Work request: Exactly as written, print the lines from the top of the listing through the line containing "query (the phrase naming what to segment): bare"; include no pictures.

Raw data:
Content starts
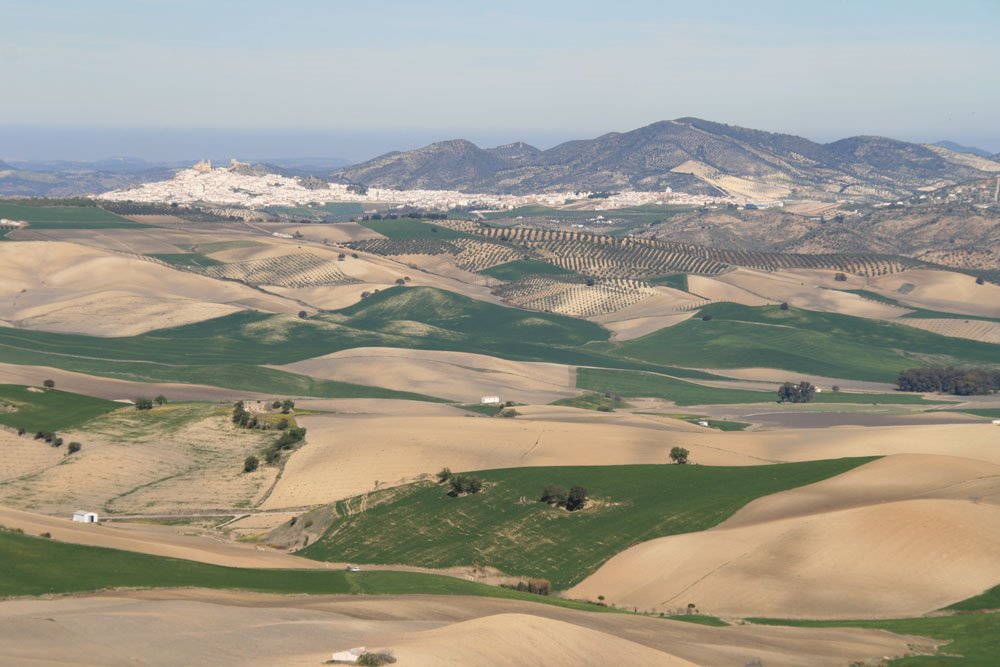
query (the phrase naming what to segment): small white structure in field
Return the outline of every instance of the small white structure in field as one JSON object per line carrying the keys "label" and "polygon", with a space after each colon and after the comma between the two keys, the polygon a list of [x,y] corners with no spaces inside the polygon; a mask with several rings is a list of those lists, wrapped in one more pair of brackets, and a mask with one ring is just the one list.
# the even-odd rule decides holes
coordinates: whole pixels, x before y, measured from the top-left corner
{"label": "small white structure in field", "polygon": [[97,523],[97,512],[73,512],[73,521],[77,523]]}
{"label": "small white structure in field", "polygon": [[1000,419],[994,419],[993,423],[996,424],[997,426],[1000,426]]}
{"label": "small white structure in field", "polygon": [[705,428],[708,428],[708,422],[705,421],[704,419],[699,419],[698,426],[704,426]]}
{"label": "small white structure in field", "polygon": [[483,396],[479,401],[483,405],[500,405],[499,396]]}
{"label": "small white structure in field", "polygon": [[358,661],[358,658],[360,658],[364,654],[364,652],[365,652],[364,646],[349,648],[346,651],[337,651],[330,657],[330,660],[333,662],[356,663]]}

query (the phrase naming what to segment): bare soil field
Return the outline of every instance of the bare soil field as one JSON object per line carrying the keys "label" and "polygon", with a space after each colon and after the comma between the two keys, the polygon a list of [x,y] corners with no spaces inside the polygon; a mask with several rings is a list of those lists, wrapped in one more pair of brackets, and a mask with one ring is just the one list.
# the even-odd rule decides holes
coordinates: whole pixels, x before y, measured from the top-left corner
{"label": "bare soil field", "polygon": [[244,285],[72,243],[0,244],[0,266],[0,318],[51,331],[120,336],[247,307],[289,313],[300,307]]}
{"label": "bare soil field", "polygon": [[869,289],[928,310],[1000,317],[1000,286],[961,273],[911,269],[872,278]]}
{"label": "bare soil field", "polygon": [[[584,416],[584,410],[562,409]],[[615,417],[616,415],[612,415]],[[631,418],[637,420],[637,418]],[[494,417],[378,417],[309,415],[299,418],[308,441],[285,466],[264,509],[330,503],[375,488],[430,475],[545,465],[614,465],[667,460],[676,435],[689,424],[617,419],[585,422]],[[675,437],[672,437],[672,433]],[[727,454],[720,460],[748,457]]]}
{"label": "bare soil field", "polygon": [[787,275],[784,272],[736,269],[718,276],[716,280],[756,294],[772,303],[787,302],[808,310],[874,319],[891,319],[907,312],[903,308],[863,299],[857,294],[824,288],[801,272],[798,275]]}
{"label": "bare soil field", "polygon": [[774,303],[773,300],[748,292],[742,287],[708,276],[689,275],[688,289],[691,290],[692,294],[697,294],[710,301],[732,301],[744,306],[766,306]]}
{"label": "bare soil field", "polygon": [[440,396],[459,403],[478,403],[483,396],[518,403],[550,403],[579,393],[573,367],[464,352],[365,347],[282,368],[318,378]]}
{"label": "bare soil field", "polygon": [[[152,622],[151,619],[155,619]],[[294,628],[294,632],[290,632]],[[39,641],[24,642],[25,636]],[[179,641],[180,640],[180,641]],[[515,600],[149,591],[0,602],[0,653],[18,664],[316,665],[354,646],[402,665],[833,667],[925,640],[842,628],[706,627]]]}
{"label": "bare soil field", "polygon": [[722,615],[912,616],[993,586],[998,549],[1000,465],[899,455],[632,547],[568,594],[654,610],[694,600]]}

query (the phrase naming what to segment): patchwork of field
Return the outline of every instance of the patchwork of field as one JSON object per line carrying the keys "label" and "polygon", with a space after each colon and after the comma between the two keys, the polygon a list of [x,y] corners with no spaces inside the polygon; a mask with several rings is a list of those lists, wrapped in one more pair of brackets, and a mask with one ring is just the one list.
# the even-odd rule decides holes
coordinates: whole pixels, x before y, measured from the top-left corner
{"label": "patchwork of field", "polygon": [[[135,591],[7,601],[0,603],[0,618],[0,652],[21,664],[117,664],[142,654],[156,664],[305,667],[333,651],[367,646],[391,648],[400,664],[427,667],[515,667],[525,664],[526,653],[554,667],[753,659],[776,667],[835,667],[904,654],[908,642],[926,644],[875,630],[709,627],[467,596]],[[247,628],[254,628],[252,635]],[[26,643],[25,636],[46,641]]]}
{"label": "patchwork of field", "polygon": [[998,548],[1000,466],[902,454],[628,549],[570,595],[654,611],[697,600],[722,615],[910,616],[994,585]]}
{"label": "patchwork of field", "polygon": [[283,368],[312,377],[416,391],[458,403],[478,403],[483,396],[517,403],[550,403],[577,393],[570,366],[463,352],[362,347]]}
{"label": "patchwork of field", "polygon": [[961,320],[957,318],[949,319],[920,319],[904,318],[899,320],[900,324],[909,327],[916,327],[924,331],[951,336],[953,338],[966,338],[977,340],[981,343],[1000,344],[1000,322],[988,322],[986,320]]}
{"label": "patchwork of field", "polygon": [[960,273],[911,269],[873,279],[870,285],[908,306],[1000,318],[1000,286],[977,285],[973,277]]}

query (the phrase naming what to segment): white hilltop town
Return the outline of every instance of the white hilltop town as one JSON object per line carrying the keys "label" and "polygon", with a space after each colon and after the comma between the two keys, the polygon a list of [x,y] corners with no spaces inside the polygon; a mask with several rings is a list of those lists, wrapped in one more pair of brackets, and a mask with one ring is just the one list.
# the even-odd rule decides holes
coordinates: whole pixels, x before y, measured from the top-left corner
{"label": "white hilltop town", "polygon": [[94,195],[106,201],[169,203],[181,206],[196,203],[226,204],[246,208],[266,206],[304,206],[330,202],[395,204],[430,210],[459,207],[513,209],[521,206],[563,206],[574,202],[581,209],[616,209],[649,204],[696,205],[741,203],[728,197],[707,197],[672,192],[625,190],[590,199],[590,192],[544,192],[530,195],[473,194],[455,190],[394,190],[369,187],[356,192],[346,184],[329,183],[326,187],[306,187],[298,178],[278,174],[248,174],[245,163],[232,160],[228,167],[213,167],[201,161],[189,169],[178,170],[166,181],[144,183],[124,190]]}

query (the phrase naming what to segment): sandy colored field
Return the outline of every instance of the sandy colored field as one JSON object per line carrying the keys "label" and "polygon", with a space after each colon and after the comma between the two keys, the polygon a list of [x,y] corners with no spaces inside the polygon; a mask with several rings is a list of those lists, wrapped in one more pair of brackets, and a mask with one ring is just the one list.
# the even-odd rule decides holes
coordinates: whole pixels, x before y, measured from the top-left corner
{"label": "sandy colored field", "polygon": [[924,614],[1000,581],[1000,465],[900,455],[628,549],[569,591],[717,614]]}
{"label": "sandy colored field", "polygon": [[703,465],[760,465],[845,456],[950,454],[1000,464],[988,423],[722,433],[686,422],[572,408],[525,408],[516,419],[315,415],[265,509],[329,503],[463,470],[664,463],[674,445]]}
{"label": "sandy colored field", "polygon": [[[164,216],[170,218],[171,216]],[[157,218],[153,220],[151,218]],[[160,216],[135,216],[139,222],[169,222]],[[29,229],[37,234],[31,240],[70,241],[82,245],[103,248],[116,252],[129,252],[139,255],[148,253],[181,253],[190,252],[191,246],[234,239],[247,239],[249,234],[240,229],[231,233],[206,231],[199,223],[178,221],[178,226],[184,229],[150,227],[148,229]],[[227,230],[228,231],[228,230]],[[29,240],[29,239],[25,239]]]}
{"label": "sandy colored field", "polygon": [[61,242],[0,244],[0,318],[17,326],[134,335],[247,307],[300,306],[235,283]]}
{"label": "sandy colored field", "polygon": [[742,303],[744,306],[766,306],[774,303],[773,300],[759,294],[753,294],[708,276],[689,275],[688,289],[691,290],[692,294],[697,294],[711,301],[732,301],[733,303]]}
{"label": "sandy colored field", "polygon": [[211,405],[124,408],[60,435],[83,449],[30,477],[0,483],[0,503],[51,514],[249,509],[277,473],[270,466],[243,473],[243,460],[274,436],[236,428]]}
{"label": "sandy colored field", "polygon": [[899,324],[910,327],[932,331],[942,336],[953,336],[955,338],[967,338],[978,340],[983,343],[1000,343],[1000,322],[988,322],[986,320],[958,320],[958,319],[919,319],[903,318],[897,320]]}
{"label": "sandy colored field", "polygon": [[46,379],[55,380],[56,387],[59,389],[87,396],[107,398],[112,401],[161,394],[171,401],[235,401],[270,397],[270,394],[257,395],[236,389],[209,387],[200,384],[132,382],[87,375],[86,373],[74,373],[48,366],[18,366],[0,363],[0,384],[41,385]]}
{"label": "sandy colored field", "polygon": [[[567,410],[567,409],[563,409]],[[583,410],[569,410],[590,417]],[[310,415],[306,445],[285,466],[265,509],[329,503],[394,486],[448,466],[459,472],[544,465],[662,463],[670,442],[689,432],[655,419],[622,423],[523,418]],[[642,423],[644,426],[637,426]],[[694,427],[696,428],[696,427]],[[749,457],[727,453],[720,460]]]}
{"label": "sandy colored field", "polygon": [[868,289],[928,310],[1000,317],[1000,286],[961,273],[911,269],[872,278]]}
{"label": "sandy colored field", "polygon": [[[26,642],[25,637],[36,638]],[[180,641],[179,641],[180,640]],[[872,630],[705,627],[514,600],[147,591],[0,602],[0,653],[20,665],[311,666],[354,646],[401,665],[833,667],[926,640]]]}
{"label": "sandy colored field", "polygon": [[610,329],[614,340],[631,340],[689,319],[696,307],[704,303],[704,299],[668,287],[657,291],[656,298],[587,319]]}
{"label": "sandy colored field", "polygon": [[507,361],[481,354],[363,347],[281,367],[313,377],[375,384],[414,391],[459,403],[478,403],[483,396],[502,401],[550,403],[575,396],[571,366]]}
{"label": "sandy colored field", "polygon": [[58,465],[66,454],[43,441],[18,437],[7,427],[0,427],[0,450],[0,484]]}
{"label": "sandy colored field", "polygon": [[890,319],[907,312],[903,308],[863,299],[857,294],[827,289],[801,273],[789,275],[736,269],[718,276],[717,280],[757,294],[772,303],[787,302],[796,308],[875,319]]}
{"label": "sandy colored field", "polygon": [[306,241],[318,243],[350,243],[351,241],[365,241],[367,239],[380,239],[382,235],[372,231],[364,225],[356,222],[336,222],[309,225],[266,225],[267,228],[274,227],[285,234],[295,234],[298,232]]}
Content ends
Answer area:
query (the phrase naming what to segment): small white structure in field
Return the outline of every instance of the small white structure in field as one JSON object per line carrying the keys "label" and "polygon", with a space after each colon and after the comma between the two keys, the polygon a list of [x,y] corners with no spaces inside the polygon; a mask with several rings is a list of those lists, wrapped in one more pair of brackets, and a mask with one ring is just the one list.
# the even-odd rule decides holes
coordinates: whole pixels, x before y, measured from the top-left corner
{"label": "small white structure in field", "polygon": [[97,523],[97,512],[73,512],[73,521],[77,523]]}
{"label": "small white structure in field", "polygon": [[1000,419],[994,419],[993,423],[996,424],[997,426],[1000,426]]}
{"label": "small white structure in field", "polygon": [[705,428],[708,428],[708,422],[705,421],[704,419],[699,419],[698,426],[704,426]]}
{"label": "small white structure in field", "polygon": [[483,396],[479,401],[483,405],[500,405],[499,396]]}
{"label": "small white structure in field", "polygon": [[358,661],[358,658],[360,658],[364,654],[364,652],[365,652],[364,646],[349,648],[346,651],[337,651],[330,657],[330,660],[333,662],[356,663]]}

query (the phrase naming what to segment): bare soil field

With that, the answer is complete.